Point-per-instance localization data:

━━━━━━━━━━━━━━━━

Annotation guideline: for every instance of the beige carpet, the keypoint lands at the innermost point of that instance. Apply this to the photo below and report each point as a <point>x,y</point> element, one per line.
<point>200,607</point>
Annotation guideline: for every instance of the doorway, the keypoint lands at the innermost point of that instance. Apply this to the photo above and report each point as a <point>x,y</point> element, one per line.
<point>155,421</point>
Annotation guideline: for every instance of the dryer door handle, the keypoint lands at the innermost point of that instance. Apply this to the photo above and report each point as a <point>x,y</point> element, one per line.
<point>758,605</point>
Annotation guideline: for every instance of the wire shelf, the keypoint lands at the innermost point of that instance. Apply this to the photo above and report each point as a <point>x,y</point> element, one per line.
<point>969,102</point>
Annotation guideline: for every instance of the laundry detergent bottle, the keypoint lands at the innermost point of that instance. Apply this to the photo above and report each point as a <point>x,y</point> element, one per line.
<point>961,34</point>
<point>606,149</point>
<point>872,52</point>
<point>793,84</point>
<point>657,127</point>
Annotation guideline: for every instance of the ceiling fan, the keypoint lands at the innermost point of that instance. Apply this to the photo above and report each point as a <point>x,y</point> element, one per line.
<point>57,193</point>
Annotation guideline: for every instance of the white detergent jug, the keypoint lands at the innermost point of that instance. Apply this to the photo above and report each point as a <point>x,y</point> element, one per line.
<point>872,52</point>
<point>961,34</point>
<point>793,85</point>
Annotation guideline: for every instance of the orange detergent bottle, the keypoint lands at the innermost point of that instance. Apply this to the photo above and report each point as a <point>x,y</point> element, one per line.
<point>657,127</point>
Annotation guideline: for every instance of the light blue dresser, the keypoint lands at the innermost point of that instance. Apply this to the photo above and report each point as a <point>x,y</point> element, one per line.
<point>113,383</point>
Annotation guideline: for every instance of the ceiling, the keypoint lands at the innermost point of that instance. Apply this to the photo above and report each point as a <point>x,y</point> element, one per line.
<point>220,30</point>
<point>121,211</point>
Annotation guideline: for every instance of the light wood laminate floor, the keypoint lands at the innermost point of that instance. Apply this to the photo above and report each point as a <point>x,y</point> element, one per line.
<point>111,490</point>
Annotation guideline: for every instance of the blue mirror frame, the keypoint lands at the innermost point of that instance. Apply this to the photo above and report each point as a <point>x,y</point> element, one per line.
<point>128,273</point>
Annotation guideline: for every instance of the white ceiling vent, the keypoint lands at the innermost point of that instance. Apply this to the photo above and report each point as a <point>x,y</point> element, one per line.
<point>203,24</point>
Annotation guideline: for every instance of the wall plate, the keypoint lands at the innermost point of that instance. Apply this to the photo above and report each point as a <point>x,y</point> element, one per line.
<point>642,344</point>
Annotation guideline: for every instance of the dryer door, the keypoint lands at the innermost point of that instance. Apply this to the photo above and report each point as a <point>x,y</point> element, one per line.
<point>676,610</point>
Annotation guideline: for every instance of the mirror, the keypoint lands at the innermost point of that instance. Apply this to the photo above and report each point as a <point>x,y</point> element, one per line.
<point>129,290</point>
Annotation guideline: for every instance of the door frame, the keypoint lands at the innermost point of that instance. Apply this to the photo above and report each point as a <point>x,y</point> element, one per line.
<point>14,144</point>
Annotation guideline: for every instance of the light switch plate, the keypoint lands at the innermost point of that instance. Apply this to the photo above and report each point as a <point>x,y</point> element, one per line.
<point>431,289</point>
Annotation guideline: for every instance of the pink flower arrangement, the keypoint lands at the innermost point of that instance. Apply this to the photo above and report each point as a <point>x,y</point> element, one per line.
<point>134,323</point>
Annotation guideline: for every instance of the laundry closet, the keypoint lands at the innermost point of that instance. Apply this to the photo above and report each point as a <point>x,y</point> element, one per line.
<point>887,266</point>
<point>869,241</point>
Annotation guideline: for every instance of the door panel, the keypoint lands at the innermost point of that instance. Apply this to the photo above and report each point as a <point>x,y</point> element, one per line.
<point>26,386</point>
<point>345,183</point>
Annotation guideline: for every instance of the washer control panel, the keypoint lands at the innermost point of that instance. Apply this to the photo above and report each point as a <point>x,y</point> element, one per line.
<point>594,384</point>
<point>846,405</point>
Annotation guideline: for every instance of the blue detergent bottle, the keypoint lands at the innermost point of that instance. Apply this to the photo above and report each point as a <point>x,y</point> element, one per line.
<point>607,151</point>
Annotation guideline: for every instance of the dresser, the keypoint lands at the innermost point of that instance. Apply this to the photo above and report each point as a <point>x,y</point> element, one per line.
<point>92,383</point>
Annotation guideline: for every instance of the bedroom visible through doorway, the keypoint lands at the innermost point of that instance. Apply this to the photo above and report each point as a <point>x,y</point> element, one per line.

━━━━━━━━━━━━━━━━

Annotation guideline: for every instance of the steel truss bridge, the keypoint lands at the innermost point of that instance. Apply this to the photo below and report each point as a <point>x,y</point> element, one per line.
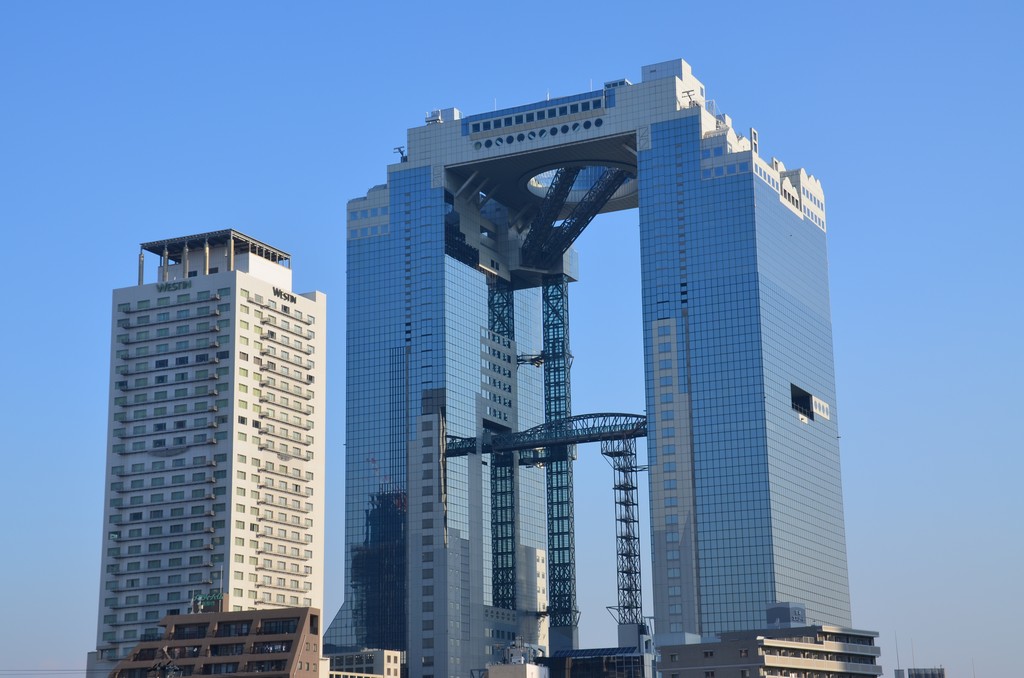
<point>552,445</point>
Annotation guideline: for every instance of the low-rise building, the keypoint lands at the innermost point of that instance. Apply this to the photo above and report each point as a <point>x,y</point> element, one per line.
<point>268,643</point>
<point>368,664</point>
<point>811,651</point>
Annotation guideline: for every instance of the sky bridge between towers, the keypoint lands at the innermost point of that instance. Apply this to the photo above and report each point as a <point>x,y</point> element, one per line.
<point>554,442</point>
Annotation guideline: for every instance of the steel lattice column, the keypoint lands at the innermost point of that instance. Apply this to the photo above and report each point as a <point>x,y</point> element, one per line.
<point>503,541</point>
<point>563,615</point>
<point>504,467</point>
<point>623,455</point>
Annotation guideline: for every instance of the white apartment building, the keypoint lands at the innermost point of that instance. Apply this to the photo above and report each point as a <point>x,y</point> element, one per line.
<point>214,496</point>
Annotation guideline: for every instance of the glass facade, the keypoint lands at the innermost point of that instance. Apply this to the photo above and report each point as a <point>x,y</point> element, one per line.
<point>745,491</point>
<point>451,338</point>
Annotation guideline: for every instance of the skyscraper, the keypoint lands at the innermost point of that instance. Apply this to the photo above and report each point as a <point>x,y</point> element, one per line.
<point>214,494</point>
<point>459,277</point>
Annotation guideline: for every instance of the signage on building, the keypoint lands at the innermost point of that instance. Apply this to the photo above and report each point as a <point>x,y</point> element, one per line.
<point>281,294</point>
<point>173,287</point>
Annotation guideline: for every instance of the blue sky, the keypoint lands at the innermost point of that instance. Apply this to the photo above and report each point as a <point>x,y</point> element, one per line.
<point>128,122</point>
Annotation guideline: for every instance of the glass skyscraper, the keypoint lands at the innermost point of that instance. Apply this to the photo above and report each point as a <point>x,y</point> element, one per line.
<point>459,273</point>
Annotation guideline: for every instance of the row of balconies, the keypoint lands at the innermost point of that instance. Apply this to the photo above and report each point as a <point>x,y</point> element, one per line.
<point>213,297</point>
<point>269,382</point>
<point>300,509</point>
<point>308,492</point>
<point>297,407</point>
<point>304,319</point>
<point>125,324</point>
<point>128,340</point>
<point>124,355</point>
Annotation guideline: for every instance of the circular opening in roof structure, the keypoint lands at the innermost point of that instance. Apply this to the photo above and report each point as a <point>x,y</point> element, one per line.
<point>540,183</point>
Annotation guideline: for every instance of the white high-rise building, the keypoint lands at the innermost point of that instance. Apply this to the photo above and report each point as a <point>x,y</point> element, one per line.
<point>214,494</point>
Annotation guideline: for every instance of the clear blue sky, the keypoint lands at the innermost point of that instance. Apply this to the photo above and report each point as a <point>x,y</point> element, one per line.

━━━━━━━━━━━━━━━━

- **Problem details**
Transcribe the records above exactly, beginning at the line that contains "Annotation guideline: for every instance of the circular" and ending with the line that contains "Annotation guideline: for every instance of the clear", both included, and nothing else.

- **Answer to this task**
Annotation guideline: for every instance of the circular opening in roof structure, the keypoint lands at the innermost point of that instance. Apply this to the photo above and report each point as a <point>x,y</point> element, one per line.
<point>540,183</point>
Annotation guideline: for every instance of the white high-rise building, the keypoint lands at the innermost point of that instance. Apply this to the photo above and report each point as a <point>x,y</point> element, one per line.
<point>214,494</point>
Annotation guideline: for every instance of the clear blue sky, the keypoint lands at the innermost point of that instance. Apply this to the photo above and report each point as a <point>x,y</point> element, one per line.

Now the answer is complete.